(Natural-language object grounding data)
--------------------
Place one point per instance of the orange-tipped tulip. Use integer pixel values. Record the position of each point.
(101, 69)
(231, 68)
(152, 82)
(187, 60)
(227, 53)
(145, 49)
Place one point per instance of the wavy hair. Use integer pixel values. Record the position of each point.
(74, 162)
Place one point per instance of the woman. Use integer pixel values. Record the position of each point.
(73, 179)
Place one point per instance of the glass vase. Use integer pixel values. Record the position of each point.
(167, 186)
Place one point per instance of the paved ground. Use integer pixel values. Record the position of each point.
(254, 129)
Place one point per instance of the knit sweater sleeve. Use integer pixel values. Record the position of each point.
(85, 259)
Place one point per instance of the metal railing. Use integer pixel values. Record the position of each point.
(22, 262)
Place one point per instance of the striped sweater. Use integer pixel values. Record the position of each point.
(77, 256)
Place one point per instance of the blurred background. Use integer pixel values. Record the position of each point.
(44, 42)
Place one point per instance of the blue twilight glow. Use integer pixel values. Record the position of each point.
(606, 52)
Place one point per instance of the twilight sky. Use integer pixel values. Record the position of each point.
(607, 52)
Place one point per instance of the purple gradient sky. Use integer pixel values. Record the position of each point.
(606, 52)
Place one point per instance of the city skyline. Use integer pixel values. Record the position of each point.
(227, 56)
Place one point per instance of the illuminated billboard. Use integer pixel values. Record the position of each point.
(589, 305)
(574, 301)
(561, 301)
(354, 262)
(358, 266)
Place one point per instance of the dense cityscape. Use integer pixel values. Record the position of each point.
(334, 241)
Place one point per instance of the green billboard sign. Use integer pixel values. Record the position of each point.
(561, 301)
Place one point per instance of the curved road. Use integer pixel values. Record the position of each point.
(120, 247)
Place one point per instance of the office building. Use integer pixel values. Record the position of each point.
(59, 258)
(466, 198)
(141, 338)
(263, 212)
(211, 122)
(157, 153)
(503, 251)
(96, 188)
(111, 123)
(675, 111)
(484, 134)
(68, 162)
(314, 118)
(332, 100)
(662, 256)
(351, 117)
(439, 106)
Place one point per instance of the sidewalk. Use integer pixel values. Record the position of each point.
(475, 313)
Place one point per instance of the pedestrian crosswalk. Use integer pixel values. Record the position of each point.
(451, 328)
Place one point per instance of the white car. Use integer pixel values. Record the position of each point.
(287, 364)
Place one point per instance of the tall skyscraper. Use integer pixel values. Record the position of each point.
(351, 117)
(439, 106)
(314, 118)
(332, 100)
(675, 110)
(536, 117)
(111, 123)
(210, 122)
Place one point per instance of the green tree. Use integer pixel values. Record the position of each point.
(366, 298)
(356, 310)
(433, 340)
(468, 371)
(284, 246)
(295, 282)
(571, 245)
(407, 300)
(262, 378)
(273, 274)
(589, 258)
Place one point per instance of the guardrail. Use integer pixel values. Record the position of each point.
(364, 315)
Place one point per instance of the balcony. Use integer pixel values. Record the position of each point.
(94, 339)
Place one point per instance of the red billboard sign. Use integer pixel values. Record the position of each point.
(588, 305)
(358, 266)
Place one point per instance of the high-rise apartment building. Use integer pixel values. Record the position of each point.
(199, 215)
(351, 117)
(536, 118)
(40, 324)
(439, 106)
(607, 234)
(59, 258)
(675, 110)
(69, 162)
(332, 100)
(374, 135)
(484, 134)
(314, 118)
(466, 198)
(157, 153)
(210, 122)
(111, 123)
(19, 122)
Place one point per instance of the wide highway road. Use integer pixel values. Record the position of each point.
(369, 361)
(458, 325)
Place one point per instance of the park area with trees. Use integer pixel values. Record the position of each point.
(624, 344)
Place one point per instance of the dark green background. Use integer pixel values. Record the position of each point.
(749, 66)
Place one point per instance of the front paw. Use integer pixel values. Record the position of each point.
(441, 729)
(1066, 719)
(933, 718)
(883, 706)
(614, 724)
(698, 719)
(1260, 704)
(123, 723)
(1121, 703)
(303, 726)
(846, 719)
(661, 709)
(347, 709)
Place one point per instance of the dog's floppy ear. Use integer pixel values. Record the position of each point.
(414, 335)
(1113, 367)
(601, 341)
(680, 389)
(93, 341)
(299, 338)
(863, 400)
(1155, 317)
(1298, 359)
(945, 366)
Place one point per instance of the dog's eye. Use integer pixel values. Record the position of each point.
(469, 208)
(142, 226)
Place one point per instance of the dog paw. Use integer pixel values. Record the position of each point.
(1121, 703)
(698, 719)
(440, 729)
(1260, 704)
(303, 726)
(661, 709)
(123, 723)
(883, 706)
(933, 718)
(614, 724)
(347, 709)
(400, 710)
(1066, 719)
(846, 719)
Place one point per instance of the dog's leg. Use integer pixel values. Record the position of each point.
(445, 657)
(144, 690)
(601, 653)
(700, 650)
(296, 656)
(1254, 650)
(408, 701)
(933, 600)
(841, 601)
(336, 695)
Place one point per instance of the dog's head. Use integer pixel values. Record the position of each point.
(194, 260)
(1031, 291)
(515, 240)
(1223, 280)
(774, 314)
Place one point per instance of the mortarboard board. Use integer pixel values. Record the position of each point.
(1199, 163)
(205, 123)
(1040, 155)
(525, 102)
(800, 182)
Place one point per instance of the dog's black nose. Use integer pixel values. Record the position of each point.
--------------------
Brief –
This exercise asks for every line of the records to be repeated exactly.

Exercise result –
Place one point per instance of the orange-tipped tulip. Use integer pixel values. Record the position of each point.
(101, 69)
(231, 68)
(152, 82)
(187, 60)
(227, 53)
(145, 49)
Place one point per instance of the wavy hair. Use integer pixel values. Record the position of each point.
(74, 162)
Place one point per instance of the woman. Use integer pixel values. Record the position of each point.
(73, 179)
Place one point per instance of the glass vase. Use integer pixel values. Record the position of each point.
(167, 186)
Place one point per instance of the paved ground. Use integer pixel values. Record the position of each point.
(254, 129)
Place one point per instance of the knit sweater sleeve. Use integer pixel values. Record the position of each point.
(85, 259)
Place one point per instance of the metal railing. Use integer pixel values. Record the position of each point.
(22, 262)
Place one point per instance of the striped sweater. Use integer pixel values. Record the position of each point.
(77, 256)
Place one point per instance of the blurred background. Use integer pixel values. Record the position of each point.
(44, 42)
Place one point per instance of the blue twilight glow. Use integer pixel values. Record the position of each point.
(606, 52)
Place one point per instance of the twilight sky. Use integer pixel values. Record the position of each point.
(607, 52)
Place one point per instance of the purple gradient sky. Use integer pixel values. Record the position of each point.
(606, 52)
Place one point per instance of the city skyline. Use integer pixel values. Record the position of each point.
(227, 56)
Place one point per instance of the illuminated billboard. Use integer pixel values. Record the position of each point.
(589, 305)
(574, 301)
(561, 301)
(354, 262)
(358, 266)
Place one point per instance of the dense cityscape. Use integer pixel values. Record the position of each point.
(334, 241)
Place one point per instance of the green billboard sign. Use integer pixel values. Record the position of each point.
(561, 301)
Place one point per instance of the curved road. Use integer pixel values. Record the position of each point.
(120, 247)
Place one point per instance of the office building. Use integer pixel values. Record the position of each point.
(59, 258)
(466, 198)
(141, 338)
(263, 212)
(211, 122)
(157, 153)
(503, 251)
(96, 188)
(111, 123)
(675, 111)
(484, 134)
(68, 162)
(314, 118)
(332, 100)
(662, 256)
(351, 117)
(439, 106)
Place one point per instance of the sidewalk. Use integer pixel values. Record the position of each point.
(475, 313)
Place one point per instance of the pedestrian crosswalk. Use integer pixel values. Record the position of each point.
(451, 328)
Place one point per instance of the white car. Use integer pixel values. Record the position of each point.
(287, 364)
Place one point per instance of the tall skyscraper. Use integer pixel values. Record the position of each point.
(351, 117)
(439, 106)
(314, 118)
(332, 100)
(675, 110)
(536, 117)
(111, 123)
(210, 122)
Place one point per instance of the green tree. Use integer pixel values. Record the position of each point.
(366, 298)
(356, 310)
(433, 340)
(468, 371)
(284, 246)
(295, 282)
(571, 245)
(407, 300)
(262, 378)
(273, 274)
(589, 258)
Place one point per instance of the guardrail. Use integer pixel values. Record the position of each point.
(364, 315)
Place one point per instance of the balcony. Use integer pixel values. Record the position of each point.
(94, 339)
Place one point per instance of the red billboard sign. Use integer pixel values. Record the position of each point.
(588, 305)
(358, 266)
Place one point per instance of the high-rise apartment building. Use integer pixel values. Record the position of each point.
(199, 215)
(351, 117)
(536, 118)
(40, 324)
(439, 106)
(607, 234)
(59, 258)
(675, 110)
(69, 162)
(332, 100)
(374, 135)
(484, 134)
(314, 118)
(466, 198)
(157, 153)
(210, 122)
(111, 123)
(19, 122)
Place one point per instance of the wide highway road. Use integer pixel values. Record the position of each point.
(369, 361)
(458, 325)
Place one point per instance of the park area with trees. Use integer pixel values. Record the position of each point.
(624, 344)
Place one point per instance of the dark green background. Use integer pixel values. Record the position of each point.
(749, 66)
Place one point per instance of the front paw. Use integer pixel values. Record the position of each point.
(441, 729)
(1066, 719)
(933, 718)
(883, 706)
(614, 724)
(698, 719)
(1260, 704)
(123, 723)
(1121, 703)
(303, 726)
(846, 719)
(661, 709)
(347, 709)
Place one point per instance of the dog's floppy ear. Use integer pixel values. Record the position of each point.
(414, 335)
(1113, 367)
(601, 341)
(680, 389)
(93, 341)
(299, 338)
(863, 400)
(1155, 317)
(1298, 359)
(945, 366)
Place one point per instance of the dog's eye. Use integer pixel values. Record the position of each point.
(469, 208)
(142, 226)
Place one point per instance of the dog paw. Use integer pixel values. Record the position of each point.
(1121, 703)
(698, 719)
(440, 729)
(1260, 704)
(303, 726)
(661, 709)
(123, 723)
(883, 706)
(933, 718)
(614, 724)
(347, 709)
(400, 710)
(1066, 719)
(846, 719)
Place one point per instance of the dog's leg. Use integer pixel values. Record the position of each point.
(445, 657)
(144, 690)
(601, 653)
(700, 650)
(296, 656)
(1254, 650)
(408, 701)
(933, 600)
(841, 601)
(336, 695)
Place one point per instance of the dog's head. Use integer pixel values. Record the position of each point.
(194, 260)
(1031, 291)
(515, 240)
(1223, 280)
(774, 314)
Place one point per instance of the mortarboard board. Use integer pixel values. Record the position of each point.
(1199, 163)
(205, 123)
(1040, 155)
(525, 102)
(800, 182)
Place one point per instance of the dog's black nose. Use integer pixel values. Record the position of each point.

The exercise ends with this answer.